## [What is needed]
Copy the listing below line for line, changing nothing.

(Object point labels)
○ ○ ○ ○ ○

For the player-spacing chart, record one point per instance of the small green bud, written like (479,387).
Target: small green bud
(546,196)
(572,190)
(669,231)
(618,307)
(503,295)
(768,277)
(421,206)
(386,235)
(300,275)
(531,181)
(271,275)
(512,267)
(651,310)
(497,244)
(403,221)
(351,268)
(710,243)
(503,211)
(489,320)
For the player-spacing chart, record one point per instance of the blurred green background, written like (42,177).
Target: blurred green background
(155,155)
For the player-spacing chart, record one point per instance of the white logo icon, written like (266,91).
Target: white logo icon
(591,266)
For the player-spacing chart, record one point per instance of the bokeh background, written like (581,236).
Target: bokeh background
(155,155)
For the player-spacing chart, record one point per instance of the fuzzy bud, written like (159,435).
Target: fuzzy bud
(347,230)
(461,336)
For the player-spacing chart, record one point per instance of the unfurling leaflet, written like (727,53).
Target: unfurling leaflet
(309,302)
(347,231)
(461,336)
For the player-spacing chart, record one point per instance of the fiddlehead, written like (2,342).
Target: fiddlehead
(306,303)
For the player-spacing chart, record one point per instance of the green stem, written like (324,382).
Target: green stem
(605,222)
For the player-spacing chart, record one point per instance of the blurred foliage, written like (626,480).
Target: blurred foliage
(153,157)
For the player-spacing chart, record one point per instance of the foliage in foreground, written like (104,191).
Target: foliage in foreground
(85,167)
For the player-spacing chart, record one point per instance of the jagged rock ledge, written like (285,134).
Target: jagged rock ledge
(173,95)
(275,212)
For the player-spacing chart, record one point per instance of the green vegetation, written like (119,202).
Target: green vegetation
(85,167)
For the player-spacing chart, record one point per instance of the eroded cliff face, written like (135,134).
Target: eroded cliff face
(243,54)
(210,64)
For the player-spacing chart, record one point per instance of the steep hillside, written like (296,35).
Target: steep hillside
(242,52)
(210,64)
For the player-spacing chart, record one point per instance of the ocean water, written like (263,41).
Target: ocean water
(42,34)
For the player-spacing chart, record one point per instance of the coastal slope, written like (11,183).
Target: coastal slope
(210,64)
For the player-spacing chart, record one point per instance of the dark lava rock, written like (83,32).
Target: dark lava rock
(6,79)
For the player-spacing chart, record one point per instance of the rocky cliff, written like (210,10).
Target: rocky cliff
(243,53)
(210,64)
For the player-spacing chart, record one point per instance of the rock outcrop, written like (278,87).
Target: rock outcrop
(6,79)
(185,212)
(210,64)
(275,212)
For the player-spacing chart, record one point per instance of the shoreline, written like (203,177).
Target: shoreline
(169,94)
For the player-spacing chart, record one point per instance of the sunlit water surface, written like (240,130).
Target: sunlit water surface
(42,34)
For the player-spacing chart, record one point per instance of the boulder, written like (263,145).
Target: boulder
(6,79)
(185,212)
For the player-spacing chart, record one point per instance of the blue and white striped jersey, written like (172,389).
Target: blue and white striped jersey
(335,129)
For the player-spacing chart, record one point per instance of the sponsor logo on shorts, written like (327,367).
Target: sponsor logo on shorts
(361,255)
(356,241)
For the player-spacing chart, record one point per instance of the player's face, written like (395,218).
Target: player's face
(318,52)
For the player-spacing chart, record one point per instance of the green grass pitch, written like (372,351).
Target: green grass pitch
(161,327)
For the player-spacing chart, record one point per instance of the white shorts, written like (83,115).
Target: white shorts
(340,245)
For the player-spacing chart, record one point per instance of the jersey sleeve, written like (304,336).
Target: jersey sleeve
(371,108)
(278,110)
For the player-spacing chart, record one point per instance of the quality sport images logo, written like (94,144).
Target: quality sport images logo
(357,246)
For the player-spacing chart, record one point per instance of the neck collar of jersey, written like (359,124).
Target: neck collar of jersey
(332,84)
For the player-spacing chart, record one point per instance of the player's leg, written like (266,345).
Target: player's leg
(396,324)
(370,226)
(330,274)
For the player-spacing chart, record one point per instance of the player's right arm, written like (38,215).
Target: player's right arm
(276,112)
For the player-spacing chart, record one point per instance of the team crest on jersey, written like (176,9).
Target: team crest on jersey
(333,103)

○ ○ ○ ○ ○

## [Answer for the task]
For the player-spacing chart, record one point per instance of the small green bud, written like (479,387).
Target: small green bud
(546,196)
(572,190)
(669,231)
(618,307)
(503,295)
(768,277)
(421,206)
(386,235)
(300,275)
(531,181)
(271,275)
(512,267)
(651,310)
(497,244)
(403,221)
(351,268)
(710,243)
(503,211)
(489,320)
For the player-spacing chart, record one point per instance of the blurred green background, written like (42,177).
Target: blurred green background
(155,155)
For the player-spacing chart, record one point per instance of the white logo icon, written like (266,91).
Target: white logo icon
(591,266)
For the player-spacing chart, record one point per instance of the bokeh background, written like (581,236).
Target: bokeh background
(155,155)
For the player-spacing chart, record one point per instance of the fuzzy bud, written like (159,435).
Target: fuzzy bud
(347,230)
(461,336)
For the player-spacing chart, record one point per instance of the unfurling leaflet, written like (727,53).
Target: unfurling leaflet
(309,302)
(347,231)
(461,336)
For the player-spacing chart, record one point per instance of the fiddlehead, written like (2,342).
Target: fiddlehead
(306,303)
For the player-spacing chart, record one point per instance of the green stem, written like (324,382).
Target: green stem
(605,222)
For the player-spacing chart, record one point per instance of the blurred foliage, written like (626,480).
Target: blurred foliage
(153,157)
For the player-spacing chart, record one point per instance of the foliage in foreground, written like (104,191).
Target: foliage in foreground
(85,167)
For the player-spacing chart, record one point per instance of the jagged rock ledge, written like (285,134).
Target: jagged rock ledge
(173,95)
(275,212)
For the player-spacing chart, record one point per instance of the green vegetation, written like (119,202).
Target: green vegetation
(85,167)
For the player-spacing chart, record one point per instance of the eroded cliff face, written like (135,134).
Target: eroded cliff face
(243,54)
(210,64)
For the player-spacing chart, record one point per instance of the steep hillside, written like (296,35).
Target: steep hillside
(242,52)
(210,64)
For the player-spacing chart, record one point per instance of the ocean water, written like (263,41).
Target: ocean water
(42,34)
For the player-spacing chart, record one point per instance of the coastal slope, written like (11,183).
Target: coastal slope
(210,64)
For the player-spacing chart, record one point per instance of the dark lava rock, written like (83,32).
Target: dark lava rock
(6,79)
For the player-spacing chart, record one point per instance of the rocky cliff, written like (210,10).
Target: rocky cliff
(243,53)
(210,64)
For the player-spacing chart, record one point per instance of the rock outcrop, written like (278,87).
Target: rock outcrop
(6,79)
(185,212)
(210,64)
(275,212)
For the player-spacing chart, record one point per instance of the shoreline, written like (203,177).
Target: shoreline
(169,94)
For the player-spacing chart, record one point per instance of the sunlit water surface, written like (240,130).
Target: sunlit water surface
(42,34)
For the player-spacing chart, record one point per instance of the boulder, written like (263,145).
Target: boulder
(6,79)
(185,212)
For the player-spacing chart, record one point per instance of the blue and white striped jersey, written like (172,389).
Target: blue and white striped jersey
(335,129)
For the player-spacing chart, record one point per instance of the sponsor logo on shorts, written like (327,367).
Target: sponsor logo on shorts
(361,255)
(356,241)
For the player-spacing chart, record one point per instance of the player's face, written like (395,218).
Target: player's face
(318,52)
For the player-spacing chart, record one point per instance of the green grass pitch, written like (372,351).
Target: green grass pitch
(161,327)
For the player-spacing chart, record one point per instance of the white shorts, written like (83,115).
Target: white shorts
(340,245)
For the player-spacing chart, record one point per instance of the jersey sleeve, written like (304,336).
Target: jersey sleeve
(371,108)
(278,110)
For the player-spacing chart, record one point per instance of the quality sport images logo, written like (94,144).
Target: quality sport images logo
(357,246)
For the player-spacing chart, record one point per instance of the neck collar of jersey, written like (359,124).
Target: neck collar of jersey
(332,84)
For the player-spacing chart, record one point per instance of the player's leg, written like (266,345).
Target: player's leg
(396,324)
(370,226)
(330,274)
For the player-spacing chart, record one point per instance of the player's right arm, written like (38,215).
Target: player's right arm
(276,112)
For the player-spacing chart, record one point per instance of the team crest on jersey, written like (176,9).
Target: team crest on jersey
(333,103)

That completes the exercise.